**What the task requires**. Transcribe word for word the passage of the ggplot2 chart-reordering post starting at "Creating the Data" and ending at "on a Sunday.".

**Page extract**.

---------------

Reordering Bar and Column Charts with ggplot2 in R

R
R: tidyverse
R: ggplot2
R: tidytext
There are some useful tools for getting your plots exactly how you want them
Author

Gus Lipkin

Published

April 14, 2022

Intro

Like grammar in English, the grammar of graphics (ggplot2) can be somewhat confusing at times. Usually you know what you want your chart to look like but you’re not sure exactly how to get there. A common issue is trying to get your discrete axis to show up in the order you want, whether it’s getting your days of the week in order or ordering columns in ascending or descending order.

(a) In order by day of the week
(b) In ascending order grouped by month
Figure 1: Bar charts organized by day of the week and descending order, respectively

Creating the Data

As usual, we want to load the tidyverse first since it gives us %>% from magrittr and ggplot2 and everything that comes with it.

The dummy data for this post is painting sales. You’re a starving artist who hasn’t taken any days off selling paintings in the past year and you’re trying to start taking a day to yourself every week. Our data has the day of the month (only 28 days per month), the month, the day of the week, and the number of paintings you sold each day. R has a constant built in for the name of the month, month.name, but not one for the days of the week, so we’ll have to make that ourselves. In addition, we start our week on a Sunday.

---------------

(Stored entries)
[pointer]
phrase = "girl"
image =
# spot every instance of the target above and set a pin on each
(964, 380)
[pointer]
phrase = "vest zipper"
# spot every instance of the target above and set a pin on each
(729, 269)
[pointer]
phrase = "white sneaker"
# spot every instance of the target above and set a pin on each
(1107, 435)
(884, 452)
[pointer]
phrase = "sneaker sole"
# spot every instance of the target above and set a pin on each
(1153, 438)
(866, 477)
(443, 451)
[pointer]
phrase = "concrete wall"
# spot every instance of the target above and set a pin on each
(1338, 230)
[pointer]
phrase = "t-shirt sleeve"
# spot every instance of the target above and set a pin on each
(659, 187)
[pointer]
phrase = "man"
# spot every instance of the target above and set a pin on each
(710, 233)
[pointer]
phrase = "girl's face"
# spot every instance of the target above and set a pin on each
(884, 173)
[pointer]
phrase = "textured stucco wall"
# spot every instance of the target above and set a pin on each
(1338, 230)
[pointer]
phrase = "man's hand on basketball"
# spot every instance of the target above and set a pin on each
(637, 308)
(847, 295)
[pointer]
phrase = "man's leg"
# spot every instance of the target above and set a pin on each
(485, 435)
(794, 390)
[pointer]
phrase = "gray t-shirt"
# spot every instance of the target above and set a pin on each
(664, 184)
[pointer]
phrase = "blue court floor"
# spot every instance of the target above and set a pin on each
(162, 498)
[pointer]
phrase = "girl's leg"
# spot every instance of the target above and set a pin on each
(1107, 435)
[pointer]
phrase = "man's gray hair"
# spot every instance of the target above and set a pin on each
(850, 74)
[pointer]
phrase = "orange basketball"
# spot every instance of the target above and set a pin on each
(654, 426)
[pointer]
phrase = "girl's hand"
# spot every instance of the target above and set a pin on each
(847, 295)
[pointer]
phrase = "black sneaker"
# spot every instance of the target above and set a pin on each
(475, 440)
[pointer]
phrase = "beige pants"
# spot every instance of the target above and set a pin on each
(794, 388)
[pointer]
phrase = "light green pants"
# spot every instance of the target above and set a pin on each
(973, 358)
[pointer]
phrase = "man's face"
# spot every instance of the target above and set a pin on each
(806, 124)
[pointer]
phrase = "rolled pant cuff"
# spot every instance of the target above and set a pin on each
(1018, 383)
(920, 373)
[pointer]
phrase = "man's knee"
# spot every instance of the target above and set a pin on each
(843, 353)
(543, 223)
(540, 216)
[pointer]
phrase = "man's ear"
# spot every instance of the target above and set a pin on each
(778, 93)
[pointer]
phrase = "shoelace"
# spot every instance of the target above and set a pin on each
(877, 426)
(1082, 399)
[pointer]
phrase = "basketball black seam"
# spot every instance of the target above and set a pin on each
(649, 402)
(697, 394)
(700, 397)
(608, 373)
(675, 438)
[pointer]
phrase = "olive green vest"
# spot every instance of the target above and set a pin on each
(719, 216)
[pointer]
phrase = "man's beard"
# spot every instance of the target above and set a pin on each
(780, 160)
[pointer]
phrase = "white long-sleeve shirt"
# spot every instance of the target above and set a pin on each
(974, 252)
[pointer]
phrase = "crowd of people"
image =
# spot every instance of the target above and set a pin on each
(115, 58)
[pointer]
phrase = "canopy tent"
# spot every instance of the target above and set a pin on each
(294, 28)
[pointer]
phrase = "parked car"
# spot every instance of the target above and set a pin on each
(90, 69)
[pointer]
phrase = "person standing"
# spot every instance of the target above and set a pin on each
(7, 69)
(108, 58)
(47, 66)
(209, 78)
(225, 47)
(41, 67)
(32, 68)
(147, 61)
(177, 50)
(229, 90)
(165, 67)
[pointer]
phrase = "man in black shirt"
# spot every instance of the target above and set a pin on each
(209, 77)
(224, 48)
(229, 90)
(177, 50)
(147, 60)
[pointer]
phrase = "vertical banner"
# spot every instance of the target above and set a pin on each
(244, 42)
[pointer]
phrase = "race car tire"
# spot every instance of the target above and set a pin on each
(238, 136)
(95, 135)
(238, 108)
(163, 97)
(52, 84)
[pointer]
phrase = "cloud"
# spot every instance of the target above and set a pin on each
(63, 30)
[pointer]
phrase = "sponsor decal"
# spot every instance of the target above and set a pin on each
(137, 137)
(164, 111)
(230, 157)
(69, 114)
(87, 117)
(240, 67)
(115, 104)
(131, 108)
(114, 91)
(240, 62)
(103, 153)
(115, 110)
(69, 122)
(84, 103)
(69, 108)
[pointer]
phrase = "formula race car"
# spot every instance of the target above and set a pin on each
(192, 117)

---------------

**Problem solution**.
Creating the Data

As usual, we want to load the tidyverse first since it gives us %>% from magrittr and ggplot2 and everything that comes with it.

The dummy data for this post is painting sales. You’re a starving artist who hasn’t taken any days off selling paintings in the past year and you’re trying to start taking a day to yourself every week. Our data has the day of the month (only 28 days per month), the month, the day of the week, and the number of paintings you sold each day. R has a constant built in for the name of the month, month.name, but not one for the days of the week, so we’ll have to make that ourselves. In addition, we start our week on a Sunday.